-- start of Given passage --
The overall size of a \code{.eh_frame} section is given in the ELF section
header. The only way to determine the number of entries is to scan
the section until the end, counting entries as they are encountered.
\subsection{EH\_FRAME\_HDR section}
\label{sec_eh_frame_hdr}
\code{.eh_frame_hdr} section contains information about \code{.eh_frame}
section for optimizing stack unwinding.
\begin{table}[H]
\Hrule
\caption{\code{.eh_frame_hdr} Section Format}
\label{format-eh_frame_hdr}
\begin{center}
\begin{tabular}[t]{l|l|l}
\multicolumn{1}{c}{Encoding}
& \multicolumn{1}{c}{Field}
& \multicolumn{1}{c}{Required} \\
\hline
\texttt{unsigned byte} & \texttt{version} & \texttt{Yes} \\
\texttt{unsigned byte} & \texttt{eh_frame_ptr_enc} & \texttt{Yes}\\
\texttt{unsigned byte} & \texttt{fde_count_enc} & \texttt{Yes} \\
\texttt{unsigned byte} & \texttt{table_enc} & \texttt{Yes} \\
\texttt{[encoded]} & \texttt{eh_frame_ptr} & \texttt{No} \\
\texttt{[encoded]} & \texttt{fde_count} & \texttt{No} \\
& \texttt{binary search table} & \texttt{No} \\
\end{tabular}
\end{center}
\Hrule
\end{table}
\begin{description}
\item[version] Version of \code{.eh_frame_hdr} section format. It
should be 1.
-- end of Given passage --
**Goals**:
1: In the ELF exception-frame passage above, condense the paragraph beginning "The overall size of a" while keeping its main facts.
2: Continue the ELF exception-frame passage above from its last sentence, in the same style and format.
-- start of Available data --
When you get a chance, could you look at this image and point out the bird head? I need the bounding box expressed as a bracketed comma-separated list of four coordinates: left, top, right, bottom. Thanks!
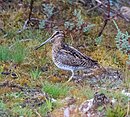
-- end of Available data --
**The replies**:
1: The ELF section header gives a .eh_frame section's total size. Its entry count can only be found by scanning to the section's end and counting entries along the way.

2:
\item[eh_frame_ptr_enc] \code{EH_PE} encoding of pointer to start of
\code{.eh_frame} section.
\item[fde_count_enc] \code{EH_PE} encoding of total FDE count number.
\code{DW_EH_PE_omit} if there is no \code{binary search table}.
\item[table_enc] \code{EH_PE} encoding of \code{binary search table}.
\code{DW_EH_PE_omit} if there is no \code{binary search table}.
\item[eh_frame_ptr] Pointer to start of \code{.eh_frame} section.
\item[fde_count] Total number of FDEs in \code{.eh_frame}
section.
\item[binary search table] A binary search table containing
\code{fde_count} entries. Each entry consists of FDE initial location
and address. The entries are sorted in the increasing order by FDE
initial location value.
\end{description}
\subsection{\code{.note.gnu.build-id} section}
\label{sec_build_id}
\code{.note.gnu.build-id} section contains a build ID note which is
unique among the set of meaningful contents for ELF files and identical
when the output file would otherwise have been identical. It can be
merged with other \code{SHT_NOTE} sections.
\begin{table}[H]
\Hrule
\caption{The Build ID Note Format}
\label{format-build_id}
\begin{center}
\begin{tabular}[t]{l|l|l}
\multicolumn{1}{c}{Field}
& \multicolumn{1}{c}{Length}
& \multicolumn{1}{c}{Contents} \\
\hline
\texttt{n_namsz} & \texttt{4} & \texttt{4} \\
\texttt{n_descsz} & \texttt{4} & The note descriptor size \\
\texttt{n_type} & \texttt{4} & \texttt{NT_GNU_BUILD_ID} \\
\texttt{n_name} & \texttt{4} & \texttt{GNU} \\
\texttt{n_desc} & \texttt{n_descsz} & The build ID \\
\end{tabular}
\end{center}
\Hrule
\end{table}
\begin{description}
\item[n_namsz] Size of the \code{n_name} field. A 4-byte integer in the
format of the target processor. It should be 4.
\item[n_descsz] Size of the \code{n_desc} field. A 4-byte integer in the
format of the target processor.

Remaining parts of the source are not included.